*Task description*: Hand back each record exactly as you find it.

Data listing section start

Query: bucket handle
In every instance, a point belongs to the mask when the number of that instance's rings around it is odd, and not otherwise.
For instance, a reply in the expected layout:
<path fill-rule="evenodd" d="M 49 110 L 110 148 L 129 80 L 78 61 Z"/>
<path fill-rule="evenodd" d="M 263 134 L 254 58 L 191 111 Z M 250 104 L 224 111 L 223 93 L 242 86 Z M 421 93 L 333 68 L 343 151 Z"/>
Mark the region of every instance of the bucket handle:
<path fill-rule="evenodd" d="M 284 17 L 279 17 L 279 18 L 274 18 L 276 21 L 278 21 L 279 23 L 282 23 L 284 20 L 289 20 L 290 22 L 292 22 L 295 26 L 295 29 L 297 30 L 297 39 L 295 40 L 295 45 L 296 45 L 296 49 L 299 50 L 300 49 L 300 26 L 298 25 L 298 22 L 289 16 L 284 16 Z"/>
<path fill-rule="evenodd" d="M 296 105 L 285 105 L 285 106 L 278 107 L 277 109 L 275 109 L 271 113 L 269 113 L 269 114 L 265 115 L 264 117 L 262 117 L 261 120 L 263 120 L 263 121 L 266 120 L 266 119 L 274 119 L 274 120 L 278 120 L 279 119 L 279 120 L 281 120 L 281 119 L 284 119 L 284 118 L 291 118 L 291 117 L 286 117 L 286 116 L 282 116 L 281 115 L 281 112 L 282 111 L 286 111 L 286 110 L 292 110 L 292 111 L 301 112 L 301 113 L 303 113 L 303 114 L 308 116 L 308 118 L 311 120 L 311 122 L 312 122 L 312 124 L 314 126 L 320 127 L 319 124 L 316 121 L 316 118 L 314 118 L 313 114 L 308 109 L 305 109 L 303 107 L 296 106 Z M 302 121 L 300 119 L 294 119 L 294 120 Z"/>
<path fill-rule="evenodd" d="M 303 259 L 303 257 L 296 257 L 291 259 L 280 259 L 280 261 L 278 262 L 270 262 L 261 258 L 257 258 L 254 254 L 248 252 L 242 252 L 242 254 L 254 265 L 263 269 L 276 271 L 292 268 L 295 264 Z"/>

Data listing section end

*Task answer*:
Query: bucket handle
In every instance, a point belongs to the mask when the number of that instance's rings around it is odd, and not otherwise.
For instance, a reply in the expected layout:
<path fill-rule="evenodd" d="M 49 110 L 110 148 L 129 80 L 78 61 Z"/>
<path fill-rule="evenodd" d="M 263 134 L 254 58 L 191 111 Z M 250 104 L 224 111 L 223 93 L 242 86 Z M 421 93 L 333 68 L 343 151 Z"/>
Mark the region of every instance of the bucket handle:
<path fill-rule="evenodd" d="M 284 17 L 279 17 L 279 18 L 274 18 L 276 21 L 278 21 L 279 23 L 282 23 L 284 20 L 289 20 L 290 22 L 292 22 L 295 26 L 295 29 L 297 30 L 297 39 L 295 40 L 295 45 L 296 45 L 296 49 L 299 50 L 300 49 L 300 26 L 298 25 L 298 22 L 289 16 L 284 16 Z"/>
<path fill-rule="evenodd" d="M 296 105 L 285 105 L 285 106 L 278 107 L 277 109 L 275 109 L 271 113 L 269 113 L 269 114 L 265 115 L 264 117 L 262 117 L 261 120 L 263 120 L 263 121 L 266 120 L 266 119 L 274 119 L 274 120 L 278 120 L 279 119 L 279 120 L 281 120 L 281 119 L 284 119 L 284 118 L 291 118 L 291 117 L 286 117 L 286 116 L 282 116 L 281 115 L 281 112 L 282 111 L 286 111 L 286 110 L 292 110 L 292 111 L 301 112 L 301 113 L 303 113 L 303 114 L 308 116 L 308 118 L 311 120 L 311 122 L 312 122 L 312 124 L 314 126 L 320 127 L 319 124 L 316 121 L 316 118 L 314 118 L 313 114 L 308 109 L 305 109 L 303 107 L 296 106 Z M 302 121 L 300 119 L 294 119 L 294 120 Z"/>
<path fill-rule="evenodd" d="M 303 259 L 303 257 L 296 257 L 291 259 L 280 259 L 280 261 L 278 262 L 270 262 L 261 258 L 257 258 L 254 254 L 248 252 L 242 252 L 242 254 L 254 265 L 263 269 L 276 271 L 292 268 L 295 264 Z"/>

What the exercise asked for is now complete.